_Requirement_: From the line containing "You are given a photograph. For the smiling" through the last line of the data, return those lines exactly as written and nothing more.
--- Start Record extracts ---
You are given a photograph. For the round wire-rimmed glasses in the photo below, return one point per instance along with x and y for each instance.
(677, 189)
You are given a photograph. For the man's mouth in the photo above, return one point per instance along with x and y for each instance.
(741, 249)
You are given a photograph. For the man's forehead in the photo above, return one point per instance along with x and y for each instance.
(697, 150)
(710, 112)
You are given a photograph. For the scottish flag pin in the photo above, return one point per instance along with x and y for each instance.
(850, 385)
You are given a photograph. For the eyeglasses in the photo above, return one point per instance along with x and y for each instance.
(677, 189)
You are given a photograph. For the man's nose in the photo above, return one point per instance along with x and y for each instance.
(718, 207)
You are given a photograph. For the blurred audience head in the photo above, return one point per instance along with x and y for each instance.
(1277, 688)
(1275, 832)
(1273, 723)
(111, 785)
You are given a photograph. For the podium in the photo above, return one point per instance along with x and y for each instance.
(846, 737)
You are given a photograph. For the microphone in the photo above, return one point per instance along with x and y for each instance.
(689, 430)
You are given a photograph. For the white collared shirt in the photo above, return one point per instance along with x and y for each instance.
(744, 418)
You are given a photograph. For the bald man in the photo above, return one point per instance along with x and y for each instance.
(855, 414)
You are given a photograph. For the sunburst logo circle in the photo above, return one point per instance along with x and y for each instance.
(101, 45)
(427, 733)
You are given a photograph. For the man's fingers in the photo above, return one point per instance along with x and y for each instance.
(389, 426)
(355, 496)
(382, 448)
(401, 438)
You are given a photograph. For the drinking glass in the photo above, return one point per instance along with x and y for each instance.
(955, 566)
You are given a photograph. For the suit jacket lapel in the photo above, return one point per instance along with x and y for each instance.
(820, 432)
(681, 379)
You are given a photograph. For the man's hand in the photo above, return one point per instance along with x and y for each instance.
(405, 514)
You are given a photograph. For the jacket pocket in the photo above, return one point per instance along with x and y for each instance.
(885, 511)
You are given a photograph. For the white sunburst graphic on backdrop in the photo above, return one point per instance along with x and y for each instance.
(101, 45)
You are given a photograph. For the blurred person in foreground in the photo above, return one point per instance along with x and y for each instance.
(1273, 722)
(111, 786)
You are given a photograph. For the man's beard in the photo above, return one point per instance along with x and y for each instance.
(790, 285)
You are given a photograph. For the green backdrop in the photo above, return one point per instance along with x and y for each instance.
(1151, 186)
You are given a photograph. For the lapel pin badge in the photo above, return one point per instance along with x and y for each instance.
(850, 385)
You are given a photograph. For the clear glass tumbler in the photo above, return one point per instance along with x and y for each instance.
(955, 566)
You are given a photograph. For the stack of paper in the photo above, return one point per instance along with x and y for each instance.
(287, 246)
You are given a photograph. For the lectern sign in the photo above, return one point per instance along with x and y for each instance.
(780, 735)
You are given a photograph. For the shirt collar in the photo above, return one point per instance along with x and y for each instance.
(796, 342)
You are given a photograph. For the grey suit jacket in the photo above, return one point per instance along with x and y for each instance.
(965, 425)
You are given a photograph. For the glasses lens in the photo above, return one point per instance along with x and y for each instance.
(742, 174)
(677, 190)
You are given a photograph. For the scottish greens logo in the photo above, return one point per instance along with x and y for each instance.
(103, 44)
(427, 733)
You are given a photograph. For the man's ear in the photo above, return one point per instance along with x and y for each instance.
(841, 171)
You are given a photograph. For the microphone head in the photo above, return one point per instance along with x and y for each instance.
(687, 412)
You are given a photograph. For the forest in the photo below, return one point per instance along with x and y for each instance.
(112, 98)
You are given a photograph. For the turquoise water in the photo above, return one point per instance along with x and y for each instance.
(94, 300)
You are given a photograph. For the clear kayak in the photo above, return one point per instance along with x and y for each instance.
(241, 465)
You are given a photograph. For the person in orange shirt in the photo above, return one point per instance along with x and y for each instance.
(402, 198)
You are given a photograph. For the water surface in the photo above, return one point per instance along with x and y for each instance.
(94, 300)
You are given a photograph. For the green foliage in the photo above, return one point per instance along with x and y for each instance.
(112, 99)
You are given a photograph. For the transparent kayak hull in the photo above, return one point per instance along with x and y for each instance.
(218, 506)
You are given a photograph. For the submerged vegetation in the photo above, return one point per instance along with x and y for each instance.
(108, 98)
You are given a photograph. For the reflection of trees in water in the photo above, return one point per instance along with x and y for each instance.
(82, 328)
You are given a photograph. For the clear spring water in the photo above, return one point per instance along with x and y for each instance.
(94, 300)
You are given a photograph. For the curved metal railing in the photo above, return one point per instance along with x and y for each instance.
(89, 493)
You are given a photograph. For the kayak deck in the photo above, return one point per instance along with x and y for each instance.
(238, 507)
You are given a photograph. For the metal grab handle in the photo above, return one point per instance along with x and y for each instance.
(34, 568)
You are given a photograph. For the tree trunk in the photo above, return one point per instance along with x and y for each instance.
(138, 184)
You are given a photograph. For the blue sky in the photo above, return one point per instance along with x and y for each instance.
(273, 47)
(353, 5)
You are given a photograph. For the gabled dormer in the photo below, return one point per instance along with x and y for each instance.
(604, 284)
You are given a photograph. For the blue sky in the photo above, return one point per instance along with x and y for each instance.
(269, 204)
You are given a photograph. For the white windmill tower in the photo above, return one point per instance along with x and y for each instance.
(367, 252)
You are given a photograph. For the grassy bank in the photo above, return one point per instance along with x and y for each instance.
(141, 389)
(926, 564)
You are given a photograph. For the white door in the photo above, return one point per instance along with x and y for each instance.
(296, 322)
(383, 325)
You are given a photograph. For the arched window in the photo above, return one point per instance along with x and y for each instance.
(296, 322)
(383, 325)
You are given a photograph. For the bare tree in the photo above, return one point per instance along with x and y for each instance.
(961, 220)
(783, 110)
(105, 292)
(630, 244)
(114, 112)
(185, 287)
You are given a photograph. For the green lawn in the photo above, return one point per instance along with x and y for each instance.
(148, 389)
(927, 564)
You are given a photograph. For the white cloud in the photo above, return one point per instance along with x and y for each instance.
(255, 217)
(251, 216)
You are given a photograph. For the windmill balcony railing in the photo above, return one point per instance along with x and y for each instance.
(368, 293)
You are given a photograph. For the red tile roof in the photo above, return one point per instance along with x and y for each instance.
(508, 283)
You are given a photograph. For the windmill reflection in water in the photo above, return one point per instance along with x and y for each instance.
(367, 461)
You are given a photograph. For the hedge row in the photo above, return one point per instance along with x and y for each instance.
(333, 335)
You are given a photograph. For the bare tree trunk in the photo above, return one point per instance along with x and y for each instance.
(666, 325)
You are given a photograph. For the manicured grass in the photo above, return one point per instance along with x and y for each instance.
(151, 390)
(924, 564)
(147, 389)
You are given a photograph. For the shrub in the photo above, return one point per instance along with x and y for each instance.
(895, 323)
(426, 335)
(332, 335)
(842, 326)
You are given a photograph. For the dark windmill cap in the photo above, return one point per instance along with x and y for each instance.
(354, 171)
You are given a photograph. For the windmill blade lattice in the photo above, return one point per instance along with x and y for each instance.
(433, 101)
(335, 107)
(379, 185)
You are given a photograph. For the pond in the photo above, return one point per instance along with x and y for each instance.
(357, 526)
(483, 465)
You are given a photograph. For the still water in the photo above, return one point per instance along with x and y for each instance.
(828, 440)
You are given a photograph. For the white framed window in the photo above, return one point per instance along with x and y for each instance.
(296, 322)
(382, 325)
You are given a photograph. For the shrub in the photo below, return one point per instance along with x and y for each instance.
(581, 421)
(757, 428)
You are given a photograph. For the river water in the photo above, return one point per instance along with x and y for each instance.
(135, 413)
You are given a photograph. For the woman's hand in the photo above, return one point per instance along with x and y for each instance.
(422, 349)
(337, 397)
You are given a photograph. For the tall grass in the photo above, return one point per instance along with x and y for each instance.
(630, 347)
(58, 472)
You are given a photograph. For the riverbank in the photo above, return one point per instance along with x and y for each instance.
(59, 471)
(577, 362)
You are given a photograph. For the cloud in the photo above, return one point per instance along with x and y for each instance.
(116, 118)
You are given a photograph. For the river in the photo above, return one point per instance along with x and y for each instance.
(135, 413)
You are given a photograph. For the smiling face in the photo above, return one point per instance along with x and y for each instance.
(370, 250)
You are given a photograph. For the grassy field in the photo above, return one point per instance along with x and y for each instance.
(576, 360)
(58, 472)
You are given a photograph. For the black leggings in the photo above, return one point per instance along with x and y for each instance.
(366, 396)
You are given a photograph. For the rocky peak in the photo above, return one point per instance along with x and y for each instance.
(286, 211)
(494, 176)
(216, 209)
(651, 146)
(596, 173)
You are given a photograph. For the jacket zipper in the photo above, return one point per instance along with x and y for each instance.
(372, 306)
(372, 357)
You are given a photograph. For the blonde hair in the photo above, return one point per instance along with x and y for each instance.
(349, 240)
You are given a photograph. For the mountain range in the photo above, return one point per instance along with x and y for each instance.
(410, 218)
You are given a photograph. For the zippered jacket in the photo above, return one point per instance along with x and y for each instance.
--- End Record extracts ---
_Solution_:
You are given a photograph. For the smiling face in the photo above, return one point per instance along with x and y for each instance.
(370, 250)
You are given a photograph. For the grassy field in the photo above, return one point per instance along with x and y for each instance.
(576, 360)
(58, 472)
You are given a photograph. For the black leggings in the photo above, return one point per instance along with x and y for each instance.
(366, 396)
You are given a photograph. For the rocky peak in the photo above, return one point per instance along with x and y for each instance.
(286, 211)
(494, 176)
(216, 209)
(651, 146)
(596, 173)
You are given a photograph. For the jacket zipper in the photo above, return one point per instance along with x and y for each instance.
(372, 306)
(372, 357)
You are given a photograph. For the blonde hair in the photo above, return one point per instance along with x and y for each instance.
(349, 240)
You are given a photograph. For the mountain range in the photo above, return one point per instance along with x and y for each instance.
(410, 218)
You are given a photograph. For the zippered jacket in the photo above, return one point per instance along with x and y for each instance.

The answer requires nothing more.